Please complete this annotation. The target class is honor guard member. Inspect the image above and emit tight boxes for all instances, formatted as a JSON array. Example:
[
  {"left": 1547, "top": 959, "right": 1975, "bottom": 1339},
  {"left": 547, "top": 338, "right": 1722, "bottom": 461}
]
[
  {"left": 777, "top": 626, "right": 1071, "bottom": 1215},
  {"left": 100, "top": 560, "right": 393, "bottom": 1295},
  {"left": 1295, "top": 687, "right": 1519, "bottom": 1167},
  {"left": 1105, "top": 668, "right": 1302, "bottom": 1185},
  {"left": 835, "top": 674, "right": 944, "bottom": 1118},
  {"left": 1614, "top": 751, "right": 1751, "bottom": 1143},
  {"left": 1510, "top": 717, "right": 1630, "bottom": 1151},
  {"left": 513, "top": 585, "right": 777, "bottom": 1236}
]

_YOUR TASK_: Copy task. Give back the whole listing exactly as written.

_ANSWER TO THIS TASK_:
Please complete this annotation. The target class is honor guard member. Inspect the image above and emit tight boxes for all instances, formatted as a JSON array. Example:
[
  {"left": 1547, "top": 959, "right": 1975, "bottom": 1339},
  {"left": 547, "top": 338, "right": 1722, "bottom": 461}
]
[
  {"left": 777, "top": 626, "right": 1071, "bottom": 1215},
  {"left": 100, "top": 560, "right": 393, "bottom": 1295},
  {"left": 1295, "top": 687, "right": 1519, "bottom": 1167},
  {"left": 1105, "top": 668, "right": 1302, "bottom": 1185},
  {"left": 835, "top": 674, "right": 944, "bottom": 1118},
  {"left": 1614, "top": 751, "right": 1751, "bottom": 1143},
  {"left": 1510, "top": 717, "right": 1630, "bottom": 1151},
  {"left": 513, "top": 585, "right": 777, "bottom": 1236}
]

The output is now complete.